Dataset records:
────────────────────────────────────────

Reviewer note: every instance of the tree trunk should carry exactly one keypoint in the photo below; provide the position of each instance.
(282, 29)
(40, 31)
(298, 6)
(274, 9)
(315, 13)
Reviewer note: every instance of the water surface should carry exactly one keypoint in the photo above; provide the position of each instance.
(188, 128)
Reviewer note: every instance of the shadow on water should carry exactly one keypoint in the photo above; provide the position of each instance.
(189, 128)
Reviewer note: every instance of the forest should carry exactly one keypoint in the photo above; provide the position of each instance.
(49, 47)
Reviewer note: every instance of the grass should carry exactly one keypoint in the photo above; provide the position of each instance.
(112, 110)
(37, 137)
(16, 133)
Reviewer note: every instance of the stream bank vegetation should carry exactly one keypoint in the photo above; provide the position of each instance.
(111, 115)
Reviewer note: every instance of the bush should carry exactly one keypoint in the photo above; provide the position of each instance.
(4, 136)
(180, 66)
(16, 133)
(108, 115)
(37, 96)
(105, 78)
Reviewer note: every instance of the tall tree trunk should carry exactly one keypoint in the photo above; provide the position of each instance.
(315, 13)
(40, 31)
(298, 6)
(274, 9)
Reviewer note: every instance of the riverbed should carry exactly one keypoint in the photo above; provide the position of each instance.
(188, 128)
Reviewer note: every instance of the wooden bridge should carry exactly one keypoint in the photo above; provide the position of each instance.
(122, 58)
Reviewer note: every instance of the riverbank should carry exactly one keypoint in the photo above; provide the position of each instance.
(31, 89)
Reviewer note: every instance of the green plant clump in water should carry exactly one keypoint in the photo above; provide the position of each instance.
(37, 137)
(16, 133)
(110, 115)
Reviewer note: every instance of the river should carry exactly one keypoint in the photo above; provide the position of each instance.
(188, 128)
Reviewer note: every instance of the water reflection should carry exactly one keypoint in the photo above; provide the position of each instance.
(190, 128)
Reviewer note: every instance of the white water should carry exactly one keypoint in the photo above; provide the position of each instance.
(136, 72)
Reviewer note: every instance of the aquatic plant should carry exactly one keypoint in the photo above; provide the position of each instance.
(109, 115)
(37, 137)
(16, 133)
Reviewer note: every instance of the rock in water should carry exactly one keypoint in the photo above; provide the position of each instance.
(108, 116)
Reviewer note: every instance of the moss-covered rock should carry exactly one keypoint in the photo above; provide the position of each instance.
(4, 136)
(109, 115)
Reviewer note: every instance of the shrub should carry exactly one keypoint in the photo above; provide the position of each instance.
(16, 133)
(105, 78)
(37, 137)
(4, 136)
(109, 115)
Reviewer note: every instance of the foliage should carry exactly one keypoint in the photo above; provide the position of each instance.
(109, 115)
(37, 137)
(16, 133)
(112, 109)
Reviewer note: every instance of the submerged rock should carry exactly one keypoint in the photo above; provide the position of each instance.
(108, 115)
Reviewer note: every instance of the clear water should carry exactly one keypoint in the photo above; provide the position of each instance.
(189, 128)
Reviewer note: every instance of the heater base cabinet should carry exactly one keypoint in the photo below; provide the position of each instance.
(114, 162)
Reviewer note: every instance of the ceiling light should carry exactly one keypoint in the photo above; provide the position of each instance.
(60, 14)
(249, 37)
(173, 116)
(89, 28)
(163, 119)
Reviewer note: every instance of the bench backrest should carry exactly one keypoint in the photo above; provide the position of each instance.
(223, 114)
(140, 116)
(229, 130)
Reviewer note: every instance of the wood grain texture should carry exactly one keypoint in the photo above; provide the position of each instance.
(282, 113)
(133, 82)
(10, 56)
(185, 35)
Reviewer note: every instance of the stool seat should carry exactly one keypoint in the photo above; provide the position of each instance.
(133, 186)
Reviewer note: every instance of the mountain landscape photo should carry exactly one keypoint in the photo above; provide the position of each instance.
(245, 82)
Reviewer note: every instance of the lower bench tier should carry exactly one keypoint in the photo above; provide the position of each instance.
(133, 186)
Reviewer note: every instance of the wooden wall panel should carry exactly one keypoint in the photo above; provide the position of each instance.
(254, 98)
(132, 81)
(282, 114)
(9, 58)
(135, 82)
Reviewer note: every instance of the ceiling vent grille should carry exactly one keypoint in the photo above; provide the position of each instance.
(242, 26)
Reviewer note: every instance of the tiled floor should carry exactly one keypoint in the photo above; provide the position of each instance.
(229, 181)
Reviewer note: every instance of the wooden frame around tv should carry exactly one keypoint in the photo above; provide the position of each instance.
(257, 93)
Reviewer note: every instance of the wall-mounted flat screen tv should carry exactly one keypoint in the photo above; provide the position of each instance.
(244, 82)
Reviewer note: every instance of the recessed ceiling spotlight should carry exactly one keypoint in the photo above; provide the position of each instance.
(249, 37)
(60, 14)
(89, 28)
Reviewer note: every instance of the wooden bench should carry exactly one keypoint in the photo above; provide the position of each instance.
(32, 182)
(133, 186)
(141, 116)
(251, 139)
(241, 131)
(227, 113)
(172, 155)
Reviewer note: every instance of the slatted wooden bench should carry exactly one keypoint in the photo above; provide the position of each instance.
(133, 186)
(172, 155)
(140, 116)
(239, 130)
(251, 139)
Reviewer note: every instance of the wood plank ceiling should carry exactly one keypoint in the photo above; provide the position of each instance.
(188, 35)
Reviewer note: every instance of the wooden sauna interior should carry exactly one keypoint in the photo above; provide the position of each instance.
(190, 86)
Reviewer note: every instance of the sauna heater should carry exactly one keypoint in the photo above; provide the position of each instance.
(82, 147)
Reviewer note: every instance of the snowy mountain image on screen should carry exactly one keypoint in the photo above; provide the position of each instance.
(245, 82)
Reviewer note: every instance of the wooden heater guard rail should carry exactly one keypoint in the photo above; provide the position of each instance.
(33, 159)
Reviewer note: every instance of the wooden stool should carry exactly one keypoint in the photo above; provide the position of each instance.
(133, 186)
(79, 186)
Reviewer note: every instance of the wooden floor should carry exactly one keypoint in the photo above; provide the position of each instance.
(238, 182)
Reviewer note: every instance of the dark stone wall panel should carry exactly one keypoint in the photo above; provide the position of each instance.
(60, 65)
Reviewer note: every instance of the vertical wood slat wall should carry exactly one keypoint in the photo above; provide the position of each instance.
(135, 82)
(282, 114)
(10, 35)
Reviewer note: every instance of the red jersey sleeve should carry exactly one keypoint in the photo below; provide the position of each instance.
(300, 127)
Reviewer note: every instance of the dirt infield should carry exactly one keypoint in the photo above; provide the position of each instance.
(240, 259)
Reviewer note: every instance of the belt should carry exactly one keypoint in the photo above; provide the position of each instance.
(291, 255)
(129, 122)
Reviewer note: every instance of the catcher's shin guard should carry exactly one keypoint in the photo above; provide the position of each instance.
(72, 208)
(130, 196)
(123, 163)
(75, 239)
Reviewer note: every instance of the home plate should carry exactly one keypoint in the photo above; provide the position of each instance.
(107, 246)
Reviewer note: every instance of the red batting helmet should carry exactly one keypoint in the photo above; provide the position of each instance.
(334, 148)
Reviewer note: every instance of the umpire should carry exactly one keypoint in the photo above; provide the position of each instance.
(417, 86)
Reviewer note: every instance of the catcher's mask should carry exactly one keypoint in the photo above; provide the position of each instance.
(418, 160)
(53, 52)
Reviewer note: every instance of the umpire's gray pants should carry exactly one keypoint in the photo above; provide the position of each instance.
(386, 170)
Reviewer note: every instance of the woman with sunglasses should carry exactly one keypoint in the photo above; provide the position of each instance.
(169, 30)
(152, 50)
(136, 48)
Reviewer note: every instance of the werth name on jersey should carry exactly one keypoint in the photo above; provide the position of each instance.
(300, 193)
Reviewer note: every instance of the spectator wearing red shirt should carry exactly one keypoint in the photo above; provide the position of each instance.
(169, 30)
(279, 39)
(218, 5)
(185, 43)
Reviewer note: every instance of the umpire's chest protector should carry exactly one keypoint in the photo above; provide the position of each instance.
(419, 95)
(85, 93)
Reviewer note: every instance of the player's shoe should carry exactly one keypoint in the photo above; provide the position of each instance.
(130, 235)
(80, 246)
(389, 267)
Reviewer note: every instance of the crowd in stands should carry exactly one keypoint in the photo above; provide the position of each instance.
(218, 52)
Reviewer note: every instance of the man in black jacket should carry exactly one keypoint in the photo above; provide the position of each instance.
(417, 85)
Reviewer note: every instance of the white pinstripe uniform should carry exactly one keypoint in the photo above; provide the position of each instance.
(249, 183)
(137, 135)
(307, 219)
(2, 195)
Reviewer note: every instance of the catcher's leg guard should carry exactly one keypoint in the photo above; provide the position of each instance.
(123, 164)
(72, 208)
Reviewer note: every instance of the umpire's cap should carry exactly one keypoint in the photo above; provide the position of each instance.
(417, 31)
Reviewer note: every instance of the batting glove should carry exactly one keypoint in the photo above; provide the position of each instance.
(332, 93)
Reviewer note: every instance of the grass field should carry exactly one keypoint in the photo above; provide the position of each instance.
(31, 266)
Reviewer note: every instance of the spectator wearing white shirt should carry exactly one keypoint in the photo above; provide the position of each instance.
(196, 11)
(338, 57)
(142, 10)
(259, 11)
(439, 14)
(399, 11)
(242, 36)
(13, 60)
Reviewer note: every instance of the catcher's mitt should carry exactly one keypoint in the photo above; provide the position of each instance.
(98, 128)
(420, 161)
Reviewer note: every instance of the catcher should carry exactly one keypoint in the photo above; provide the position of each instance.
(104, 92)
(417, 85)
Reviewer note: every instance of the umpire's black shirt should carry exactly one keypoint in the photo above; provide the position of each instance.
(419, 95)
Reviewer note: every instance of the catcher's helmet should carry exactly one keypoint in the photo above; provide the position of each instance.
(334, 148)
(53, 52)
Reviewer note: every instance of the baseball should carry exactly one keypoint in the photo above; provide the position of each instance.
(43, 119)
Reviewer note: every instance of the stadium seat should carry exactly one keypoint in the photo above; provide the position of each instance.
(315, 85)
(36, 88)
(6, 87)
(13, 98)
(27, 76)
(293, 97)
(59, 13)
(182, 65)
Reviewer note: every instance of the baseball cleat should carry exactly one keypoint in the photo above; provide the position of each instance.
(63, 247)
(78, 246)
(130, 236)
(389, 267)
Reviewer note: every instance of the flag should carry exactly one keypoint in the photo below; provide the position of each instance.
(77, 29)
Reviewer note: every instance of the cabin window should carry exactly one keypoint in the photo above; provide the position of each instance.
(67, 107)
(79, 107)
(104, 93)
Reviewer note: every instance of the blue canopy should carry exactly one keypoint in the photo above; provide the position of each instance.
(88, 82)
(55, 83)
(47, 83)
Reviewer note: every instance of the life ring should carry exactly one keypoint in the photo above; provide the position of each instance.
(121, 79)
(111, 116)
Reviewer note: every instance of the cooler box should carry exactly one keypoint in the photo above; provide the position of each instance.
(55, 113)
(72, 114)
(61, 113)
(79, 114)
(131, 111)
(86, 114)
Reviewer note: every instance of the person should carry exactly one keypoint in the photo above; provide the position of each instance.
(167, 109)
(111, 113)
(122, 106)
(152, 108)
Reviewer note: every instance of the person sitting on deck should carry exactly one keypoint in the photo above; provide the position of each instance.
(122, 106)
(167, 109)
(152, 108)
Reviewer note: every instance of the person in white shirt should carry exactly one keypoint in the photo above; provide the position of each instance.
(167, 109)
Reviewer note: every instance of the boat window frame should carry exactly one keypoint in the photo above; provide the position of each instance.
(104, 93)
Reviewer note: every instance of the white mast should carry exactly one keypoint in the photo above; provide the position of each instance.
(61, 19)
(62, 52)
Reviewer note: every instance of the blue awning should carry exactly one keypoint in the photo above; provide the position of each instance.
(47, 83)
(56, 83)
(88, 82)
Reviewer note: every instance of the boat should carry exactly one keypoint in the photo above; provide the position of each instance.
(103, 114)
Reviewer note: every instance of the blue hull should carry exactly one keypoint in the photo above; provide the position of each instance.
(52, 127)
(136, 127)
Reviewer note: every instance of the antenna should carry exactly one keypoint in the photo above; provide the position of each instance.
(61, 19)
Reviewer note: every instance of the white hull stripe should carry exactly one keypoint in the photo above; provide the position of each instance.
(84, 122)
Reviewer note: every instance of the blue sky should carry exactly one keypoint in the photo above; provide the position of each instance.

────────────────────────────────────────

■ **TASK OBJECTIVE**
Exactly and only the lines from the line containing "Reviewer note: every instance of the white hull" through the last line of the entries should be copied, both ends included.

■ **WRITTEN RESPONSE**
Reviewer note: every instance of the white hull stripe should carry exactly one keypoint in the photo above; provide the position of each instance.
(84, 122)
Reviewer note: every instance of the blue sky should carry exactly one keypoint in the photo above; provide the position of each instance.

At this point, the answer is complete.